Biology, asked by kanishka1266, 1 year ago

Plants do not have any nervous system(give reason)

Answers

Answered by studiousanshuman
0
Plants don't have central nervous systems for the same reason fungi, microbes, and sea sponges don't: they didn't evolve in those groups, and didn't need to. Plants don't need brains any more than humans need leaves, and it wouldn't help them.

Simple nervous systems evolved in the animals around the time of the jellyfish, which have simple nerve nets but no brains. Later animals developed ganglia, or groups of nerve cells that helped direct signal flow, and these eventually became brains. The process was slow and took millions of years, but most animals since have brains.

Brains are so important for humans that we have trouble thinking that other organisms don't have them, but they do. They've been around longer than we have, and are doing better than we are too.

+--

• [TASK STATEMENT] Resume the page on why plants have no nervous system, carrying on after its final sentence.

(Referring expression data)
+--

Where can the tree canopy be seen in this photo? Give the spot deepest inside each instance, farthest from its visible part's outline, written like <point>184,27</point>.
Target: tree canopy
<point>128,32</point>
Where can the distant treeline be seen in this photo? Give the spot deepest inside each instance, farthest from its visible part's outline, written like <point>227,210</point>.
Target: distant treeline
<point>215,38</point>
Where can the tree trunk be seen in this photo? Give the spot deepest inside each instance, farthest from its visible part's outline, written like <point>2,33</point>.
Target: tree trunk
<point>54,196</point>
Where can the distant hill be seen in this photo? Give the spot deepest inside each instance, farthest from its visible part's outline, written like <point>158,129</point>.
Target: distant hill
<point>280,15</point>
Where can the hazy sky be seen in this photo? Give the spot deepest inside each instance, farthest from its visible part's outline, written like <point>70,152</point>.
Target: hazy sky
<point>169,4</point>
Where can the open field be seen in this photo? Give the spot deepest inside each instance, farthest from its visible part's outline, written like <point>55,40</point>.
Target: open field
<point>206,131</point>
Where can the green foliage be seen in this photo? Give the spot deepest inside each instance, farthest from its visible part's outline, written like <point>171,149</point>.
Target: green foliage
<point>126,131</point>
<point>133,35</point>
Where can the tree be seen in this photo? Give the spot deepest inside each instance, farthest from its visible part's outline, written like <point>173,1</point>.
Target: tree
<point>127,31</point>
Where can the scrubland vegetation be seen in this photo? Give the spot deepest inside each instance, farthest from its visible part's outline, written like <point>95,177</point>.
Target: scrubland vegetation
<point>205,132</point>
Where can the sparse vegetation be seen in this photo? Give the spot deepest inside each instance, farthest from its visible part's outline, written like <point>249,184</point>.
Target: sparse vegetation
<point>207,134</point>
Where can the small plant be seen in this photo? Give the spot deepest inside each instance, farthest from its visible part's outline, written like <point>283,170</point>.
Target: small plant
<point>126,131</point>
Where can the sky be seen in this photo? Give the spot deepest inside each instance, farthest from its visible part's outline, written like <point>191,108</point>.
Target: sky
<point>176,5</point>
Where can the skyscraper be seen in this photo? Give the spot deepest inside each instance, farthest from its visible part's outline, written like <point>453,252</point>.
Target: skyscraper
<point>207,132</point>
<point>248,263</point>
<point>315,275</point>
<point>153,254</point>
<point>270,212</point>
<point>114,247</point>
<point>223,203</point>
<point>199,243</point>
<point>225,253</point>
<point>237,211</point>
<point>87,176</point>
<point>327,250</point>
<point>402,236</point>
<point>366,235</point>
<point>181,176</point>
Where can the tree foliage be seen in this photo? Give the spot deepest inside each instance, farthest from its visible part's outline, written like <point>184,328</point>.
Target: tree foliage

+--

• [RESULT OF THE EXERCISE]
Plants don't really need nervous systems. They can "communicate" within their body via changes in water pressure and certain compounds like hormones, and can "communicate" with other plants in a limited way with chemicals too. Many animals do the same. Human bodies also use hormones for inter-cellular communication, in addition to nerves. We have the same "endocrine" systems plants use (albeit with different chemicals), we just have the extra, faster nervous system as well. Also, as Joe said, plants don't move much (no muscles) or process sensory information, so they don't need nerves for that either.